Required action — All lines below are to be output exactly as they stand.

Collected data:
■ ■ ■ ■ ■

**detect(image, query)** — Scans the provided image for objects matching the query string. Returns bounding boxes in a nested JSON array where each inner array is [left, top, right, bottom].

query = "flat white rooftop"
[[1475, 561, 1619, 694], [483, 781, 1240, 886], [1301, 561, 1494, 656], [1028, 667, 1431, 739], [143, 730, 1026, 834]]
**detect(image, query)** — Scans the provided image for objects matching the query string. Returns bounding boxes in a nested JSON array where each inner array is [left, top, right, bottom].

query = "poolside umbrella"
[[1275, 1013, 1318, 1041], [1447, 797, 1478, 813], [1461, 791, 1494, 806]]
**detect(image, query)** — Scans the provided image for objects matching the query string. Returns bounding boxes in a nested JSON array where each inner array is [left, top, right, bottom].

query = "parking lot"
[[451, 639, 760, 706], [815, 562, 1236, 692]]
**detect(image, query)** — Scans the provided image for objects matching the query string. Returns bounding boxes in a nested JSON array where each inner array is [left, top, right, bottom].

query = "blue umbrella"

■ ■ ■ ■ ■

Response to the task —
**detect(image, query)** — Scans the provided image for objects matching the query string. Returns bounding boxes in a nested JSON array where each inner array is [left, top, right, bottom].

query = "flat white rooftop"
[[1475, 561, 1619, 694], [483, 781, 1240, 886], [1301, 561, 1494, 656], [1028, 667, 1431, 739], [143, 730, 1026, 834]]
**detect(image, query)** — Scans the provided image for objects matching the query string. Returns bounding boxes in a nested JSON array where each inner array is [left, top, right, bottom].

query = "poolside umbrella"
[[1275, 1013, 1318, 1041], [1447, 797, 1478, 813], [1461, 791, 1494, 806]]
**detect(image, query)** — Scans the provided image for objects matching the query string. Returns bounding boxes in a nested JSON array where each inner array is [left, top, right, bottom].

query = "parking lot"
[[451, 639, 760, 706], [815, 562, 1236, 692]]
**detect(image, query)** — Scans the provided image for objects matching the query string. Returns bounding boxes in a nested JSON array where each inner array is [left, top, right, bottom].

query = "blue umbrella"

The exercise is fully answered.